## Exercises
**1.** From the passage on SBA loan forgiveness, output the stretch from "Borrowers seeking forgiveness" through "Administrator may require.".
**2.** Answer these questions using the passage on SBA loan forgiveness:
(a) Approximately how many private lenders are already approved to issue 7(a) loans?
(b) Who said at a Wednesday press briefing that the department plans to issue new regulations?
(c) Lenders who rely on documentation and accompanying certifications are held harmless from what?

Extract provided Block Start

Approximately 1,800 private lenders are already approved to issue 7(a) loans, and at a press briefing Wednesday, Treasury Secretary Steven Mnuchin said the department plans to issue new regulations that will make it possible for almost all FDIC-insured banks to make SBA loans.
Borrowers seeking forgiveness of amounts must submit to their lender:
Documentation verifying FTEE on payroll and their pay rates;
Documentation on covered costs/payments (e.g., documents verifying mortgage, rent, and utility payments);
Certification from a business representative that the documentation is true and correct and that forgiveness amounts requested were used to retain employees and make other forgiveness-eligible payments; and
Any other documentation the Administrator may require.
Lenders who rely on documentation and accompanying certifications are held harmless from SBA enforcement actions and penalties relating to the loan forgiveness.

Extract provided Block End
Information supplied Block Start

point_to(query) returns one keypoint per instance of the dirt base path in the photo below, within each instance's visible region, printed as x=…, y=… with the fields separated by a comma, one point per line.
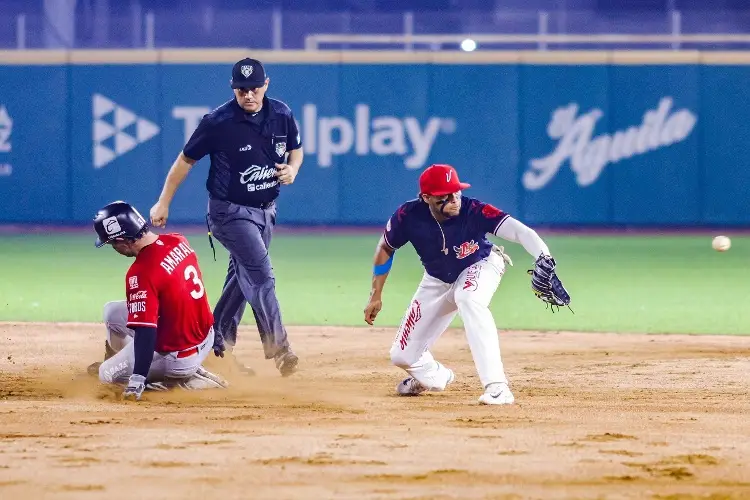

Information supplied Block End

## Answer list
**1.**
Borrowers seeking forgiveness of amounts must submit to their lender:
Documentation verifying FTEE on payroll and their pay rates;
Documentation on covered costs/payments (e.g., documents verifying mortgage, rent, and utility payments);
Certification from a business representative that the documentation is true and correct and that forgiveness amounts requested were used to retain employees and make other forgiveness-eligible payments; and
Any other documentation the Administrator may require.

**2.**
(a) Approximately 1,800.
(b) Treasury Secretary Steven Mnuchin.
(c) SBA enforcement actions and penalties relating to the loan forgiveness.